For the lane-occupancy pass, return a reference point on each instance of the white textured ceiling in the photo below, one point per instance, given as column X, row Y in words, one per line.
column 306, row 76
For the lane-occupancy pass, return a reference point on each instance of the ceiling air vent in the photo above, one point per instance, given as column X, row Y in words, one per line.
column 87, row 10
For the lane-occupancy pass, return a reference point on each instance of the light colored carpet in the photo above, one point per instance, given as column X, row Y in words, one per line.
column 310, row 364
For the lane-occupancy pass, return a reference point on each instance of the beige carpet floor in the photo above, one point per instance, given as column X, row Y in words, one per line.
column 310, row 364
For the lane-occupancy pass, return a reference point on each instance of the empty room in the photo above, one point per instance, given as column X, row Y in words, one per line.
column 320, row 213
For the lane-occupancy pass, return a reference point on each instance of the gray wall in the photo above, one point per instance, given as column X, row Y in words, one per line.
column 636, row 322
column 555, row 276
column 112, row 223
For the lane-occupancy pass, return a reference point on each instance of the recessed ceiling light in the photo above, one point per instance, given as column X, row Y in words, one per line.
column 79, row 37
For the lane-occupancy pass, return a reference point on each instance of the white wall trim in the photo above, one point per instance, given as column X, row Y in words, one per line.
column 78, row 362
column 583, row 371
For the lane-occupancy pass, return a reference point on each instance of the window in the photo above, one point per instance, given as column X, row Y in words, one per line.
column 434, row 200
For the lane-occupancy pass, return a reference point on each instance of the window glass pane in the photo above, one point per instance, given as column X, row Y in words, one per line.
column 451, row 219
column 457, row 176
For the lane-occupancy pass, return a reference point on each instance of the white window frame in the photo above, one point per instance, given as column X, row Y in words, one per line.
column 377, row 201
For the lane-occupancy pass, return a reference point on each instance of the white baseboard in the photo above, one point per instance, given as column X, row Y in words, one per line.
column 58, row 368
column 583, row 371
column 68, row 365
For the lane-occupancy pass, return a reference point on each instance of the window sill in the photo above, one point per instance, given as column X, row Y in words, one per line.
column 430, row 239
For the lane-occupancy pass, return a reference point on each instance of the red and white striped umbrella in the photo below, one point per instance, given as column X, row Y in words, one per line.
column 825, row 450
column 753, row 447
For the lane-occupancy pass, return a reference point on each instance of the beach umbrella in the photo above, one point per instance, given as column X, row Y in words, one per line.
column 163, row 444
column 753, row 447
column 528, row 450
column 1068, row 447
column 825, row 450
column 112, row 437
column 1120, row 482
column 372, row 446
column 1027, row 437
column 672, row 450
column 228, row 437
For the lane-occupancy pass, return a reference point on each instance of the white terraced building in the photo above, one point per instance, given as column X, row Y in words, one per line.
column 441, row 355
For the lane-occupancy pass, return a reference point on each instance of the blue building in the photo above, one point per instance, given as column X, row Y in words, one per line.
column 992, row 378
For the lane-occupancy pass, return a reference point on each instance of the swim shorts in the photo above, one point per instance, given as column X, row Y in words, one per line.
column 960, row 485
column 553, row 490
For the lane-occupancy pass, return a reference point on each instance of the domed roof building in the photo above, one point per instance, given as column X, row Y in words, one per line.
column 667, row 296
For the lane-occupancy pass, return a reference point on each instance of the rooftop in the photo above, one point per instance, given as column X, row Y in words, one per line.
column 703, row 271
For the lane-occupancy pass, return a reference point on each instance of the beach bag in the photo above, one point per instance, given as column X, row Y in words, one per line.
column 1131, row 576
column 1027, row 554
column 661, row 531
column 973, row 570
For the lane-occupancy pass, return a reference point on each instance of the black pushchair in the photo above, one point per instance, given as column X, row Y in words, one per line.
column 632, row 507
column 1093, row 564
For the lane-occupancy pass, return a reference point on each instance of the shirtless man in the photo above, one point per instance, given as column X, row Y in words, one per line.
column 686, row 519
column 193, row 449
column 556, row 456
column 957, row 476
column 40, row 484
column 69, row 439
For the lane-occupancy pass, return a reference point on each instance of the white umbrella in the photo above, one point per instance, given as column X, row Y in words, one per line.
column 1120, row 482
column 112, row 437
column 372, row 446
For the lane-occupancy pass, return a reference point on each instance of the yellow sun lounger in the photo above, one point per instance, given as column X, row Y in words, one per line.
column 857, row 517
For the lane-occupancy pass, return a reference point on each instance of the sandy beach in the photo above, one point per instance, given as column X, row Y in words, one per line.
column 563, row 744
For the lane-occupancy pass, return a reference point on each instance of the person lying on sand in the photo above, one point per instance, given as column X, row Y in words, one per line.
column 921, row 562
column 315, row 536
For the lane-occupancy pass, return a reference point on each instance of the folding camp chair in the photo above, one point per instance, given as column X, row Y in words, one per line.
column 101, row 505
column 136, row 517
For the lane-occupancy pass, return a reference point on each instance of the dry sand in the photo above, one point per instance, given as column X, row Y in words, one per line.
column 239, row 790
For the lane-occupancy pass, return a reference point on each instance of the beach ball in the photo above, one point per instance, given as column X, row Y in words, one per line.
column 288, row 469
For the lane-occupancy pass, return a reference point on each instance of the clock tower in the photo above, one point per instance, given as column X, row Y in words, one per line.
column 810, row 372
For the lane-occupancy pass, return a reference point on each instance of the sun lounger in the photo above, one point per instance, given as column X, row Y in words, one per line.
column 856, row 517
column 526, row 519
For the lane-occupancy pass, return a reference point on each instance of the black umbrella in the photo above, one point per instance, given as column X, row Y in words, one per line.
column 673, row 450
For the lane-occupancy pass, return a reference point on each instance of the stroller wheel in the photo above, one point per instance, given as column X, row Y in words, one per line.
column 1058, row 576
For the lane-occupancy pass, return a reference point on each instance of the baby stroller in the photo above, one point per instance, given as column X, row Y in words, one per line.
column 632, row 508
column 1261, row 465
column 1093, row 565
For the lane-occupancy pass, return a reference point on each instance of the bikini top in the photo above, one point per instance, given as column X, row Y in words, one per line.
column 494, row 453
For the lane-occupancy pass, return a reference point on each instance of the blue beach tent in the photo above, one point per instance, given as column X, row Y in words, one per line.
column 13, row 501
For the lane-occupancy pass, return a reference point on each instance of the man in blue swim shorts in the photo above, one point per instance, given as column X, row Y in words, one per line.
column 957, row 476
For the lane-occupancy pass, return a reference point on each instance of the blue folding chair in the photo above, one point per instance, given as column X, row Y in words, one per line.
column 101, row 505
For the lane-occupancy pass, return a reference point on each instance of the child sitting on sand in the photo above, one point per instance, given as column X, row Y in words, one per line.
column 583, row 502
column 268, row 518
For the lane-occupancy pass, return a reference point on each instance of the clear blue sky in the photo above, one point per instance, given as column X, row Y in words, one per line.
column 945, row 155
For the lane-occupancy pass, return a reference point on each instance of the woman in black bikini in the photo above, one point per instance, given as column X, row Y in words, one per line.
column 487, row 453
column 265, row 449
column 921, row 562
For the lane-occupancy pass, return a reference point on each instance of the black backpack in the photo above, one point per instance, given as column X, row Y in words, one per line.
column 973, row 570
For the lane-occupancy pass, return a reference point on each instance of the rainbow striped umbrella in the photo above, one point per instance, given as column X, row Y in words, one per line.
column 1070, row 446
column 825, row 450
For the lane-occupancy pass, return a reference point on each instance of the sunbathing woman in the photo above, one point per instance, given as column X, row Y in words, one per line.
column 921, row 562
------------------------------------
[Task prompt] Please copy the material exactly, line for line.

[Answer space]
For the lane-occupancy pass, return a reference point on each instance of the white textured ceiling in the photo below, one point per instance, given as column X, row Y in words, one per line.
column 306, row 76
For the lane-occupancy pass, return a reference point on each instance of the ceiling air vent in the photo above, one point per instance, given as column X, row Y in words, one per line.
column 87, row 10
For the lane-occupancy pass, return a reference point on each instance of the light colored carpet in the photo above, one point per instance, given as column X, row Y in words, one per line.
column 310, row 364
For the lane-occupancy pass, return a reference point on each instance of the beige carpet floor in the photo above, one point per instance, given as column X, row Y in words, one per line.
column 310, row 364
For the lane-occupancy pass, return a reference point on each instance of the empty room in the photo above, one point per instance, given as column X, row Y in words, one per line.
column 320, row 213
For the lane-occupancy pass, return a reference point on each instance of the gray wall in the photo above, one point per instance, given as column X, row Y in words, one per line.
column 636, row 322
column 555, row 276
column 112, row 223
For the lane-occupancy pass, return a reference point on each instance of the recessed ceiling light in the photo above, one point per instance, given as column X, row Y in words, one per line.
column 79, row 37
For the lane-occupancy pass, return a reference point on each instance of the white wall trim in the photo above, one point per instance, given as column X, row Y in words, one per line.
column 78, row 362
column 583, row 371
For the lane-occupancy pass, return a reference point on each instance of the window in the photo above, one point per instance, given as column X, row Y in words, one per line.
column 434, row 200
For the lane-occupancy pass, return a reference point on each instance of the window glass pane in the photo above, one point per instance, given as column X, row Y in words, one per line.
column 451, row 219
column 457, row 176
For the lane-occupancy pass, return a reference point on each instance of the white window frame in the photo above, one point per instance, given as column X, row Y in words, one per line.
column 377, row 201
For the lane-occupancy pass, return a reference point on each instance of the white baseboard in the photo above, one point per instance, given as column X, row Y in words, one per line.
column 58, row 368
column 583, row 371
column 68, row 365
For the lane-occupancy pass, return a reference point on each instance of the window sill in the photo above, one point per instance, given as column X, row Y in words, one per line.
column 430, row 239
For the lane-occupancy pass, return a reference point on each instance of the red and white striped umbrella in the photo below, one point per instance, given as column X, row Y in words, one per line.
column 825, row 450
column 753, row 447
For the lane-occupancy pass, return a reference point on each instance of the beach umbrella in the photo above, one point per instance, given as column X, row Y in words, one per line.
column 163, row 444
column 753, row 447
column 528, row 450
column 1068, row 447
column 825, row 450
column 112, row 437
column 1120, row 482
column 372, row 446
column 1027, row 437
column 672, row 450
column 228, row 437
For the lane-occupancy pass, return a reference point on each instance of the white terraced building in the photo above, one point per instance, given as column X, row Y in words, one per line.
column 441, row 355
For the lane-occupancy pass, return a reference point on each instance of the blue building in the photo above, one point per instance, given as column X, row Y in words, one per line.
column 992, row 378
For the lane-occupancy pass, return a reference point on each instance of the swim shorts in the photo above, one point per instance, given as column X, row Y in words, one per line.
column 960, row 485
column 553, row 490
For the lane-occupancy pass, return a reference point on each instance of the domed roof building in the photo above, one point per instance, given as column X, row Y in words, one per line.
column 667, row 296
For the lane-occupancy pass, return a reference point on each instance of the rooftop in the photo above, one point per instance, given as column X, row Y in words, one per line.
column 703, row 271
For the lane-occupancy pass, return a reference point on each instance of the beach bag in the photo above, one point per instance, given as column X, row Y in words, one per line.
column 1131, row 576
column 1027, row 554
column 661, row 531
column 973, row 570
For the lane-occupancy pass, return a reference point on each instance of the black pushchair in the photo above, one point per instance, given as column X, row Y in words, one per line.
column 632, row 507
column 1093, row 564
For the lane-occupancy pass, return a reference point on each instance of the shirtless man in the photo above, one point per instance, given as column X, row Y in words, one per line.
column 686, row 519
column 193, row 449
column 556, row 456
column 957, row 476
column 40, row 484
column 69, row 439
For the lane-occupancy pass, return a reference point on each instance of the white umbrella in the photo above, one point per instance, given as column X, row Y in words, one per line.
column 1120, row 482
column 112, row 437
column 372, row 446
For the lane-occupancy pass, return a reference point on each instance of the yellow sun lounger in the photo above, one point per instance, given as column X, row Y in words, one per line.
column 857, row 517
For the lane-occupancy pass, return a reference point on each instance of the sandy beach in the photo above, one point per instance, given as column X, row Y in words, one per line.
column 563, row 744
For the lane-occupancy pass, return a reference point on each instance of the person lying on sand in the photo above, one point per instance, given as column X, row Y in words, one per line.
column 921, row 562
column 315, row 536
For the lane-occupancy pass, return a reference point on each instance of the folding camp chair in the photo above, one point per instance, given as column X, row Y in words, one per line.
column 101, row 505
column 136, row 517
For the lane-occupancy pass, return a reference point on each instance of the dry sand in the photo above, one point per instance, given as column X, row Y in words, one per line.
column 239, row 790
For the lane-occupancy pass, return a reference point on each instance of the beach ball in the photo above, one point per instance, given as column X, row Y in words, one per line.
column 288, row 469
For the lane-occupancy pass, return a reference point on each instance of the clock tower in the photo above, one point per instance, given as column X, row Y in words, one per line.
column 810, row 372
For the lane-occupancy pass, return a reference point on each instance of the sun lounger in the photo above, one point per instance, given as column X, row Y in words, one per line.
column 856, row 517
column 526, row 519
For the lane-occupancy pass, return a reference point on each instance of the black umbrella in the photo above, one point per instance, given as column X, row Y in words, one per line.
column 673, row 450
For the lane-occupancy pass, return a reference point on each instance of the stroller wheel in the photo above, one point per instance, given as column X, row Y in words, one per line.
column 1058, row 576
For the lane-occupancy pass, return a reference point on each instance of the baby stroller in the photo above, one point per instance, given as column X, row Y in words, one per line.
column 632, row 508
column 1261, row 465
column 1093, row 565
For the lane-occupancy pass, return a reference point on each instance of the bikini top in the photo above, one point per instance, given as column X, row Y in words, one per line.
column 494, row 453
For the lane-occupancy pass, return a reference point on each instance of the blue beach tent in the photo above, one point per instance, given as column X, row Y in words, one per line.
column 13, row 501
For the lane-occupancy pass, return a reference point on each instance of the man in blue swim shorts in the photo above, one point per instance, given as column X, row Y in words, one per line.
column 957, row 476
For the lane-occupancy pass, return a reference point on each instance of the blue folding chair in the photo above, one point per instance, given as column X, row Y in words, one per line.
column 101, row 505
For the lane-occupancy pass, return a reference point on each instance of the child sitting on sand in the photo above, one point per instance, given as column X, row Y in words, one per line.
column 583, row 502
column 268, row 518
For the lane-occupancy pass, return a reference point on each instance of the clear blue sky in the photo above, one point per instance, given as column X, row Y in words, one per line.
column 945, row 155
For the lane-occupancy pass, return a reference point on each instance of the woman in black bikini in the photo above, one point per instance, given as column X, row Y in words, one per line.
column 487, row 453
column 265, row 449
column 921, row 562
For the lane-occupancy pass, return a reference point on each instance of the black backpack in the photo above, one point per instance, given as column X, row Y in words, one per line.
column 973, row 570
For the lane-occupancy pass, return a reference point on each instance of the rainbow striped umbrella in the photo above, one point per instance, given as column X, row Y in words, one per line.
column 1070, row 446
column 825, row 450
For the lane-occupancy pass, return a reference point on each instance of the sunbathing woman in the photo above, one point per instance, given as column X, row Y in words, one per line.
column 921, row 562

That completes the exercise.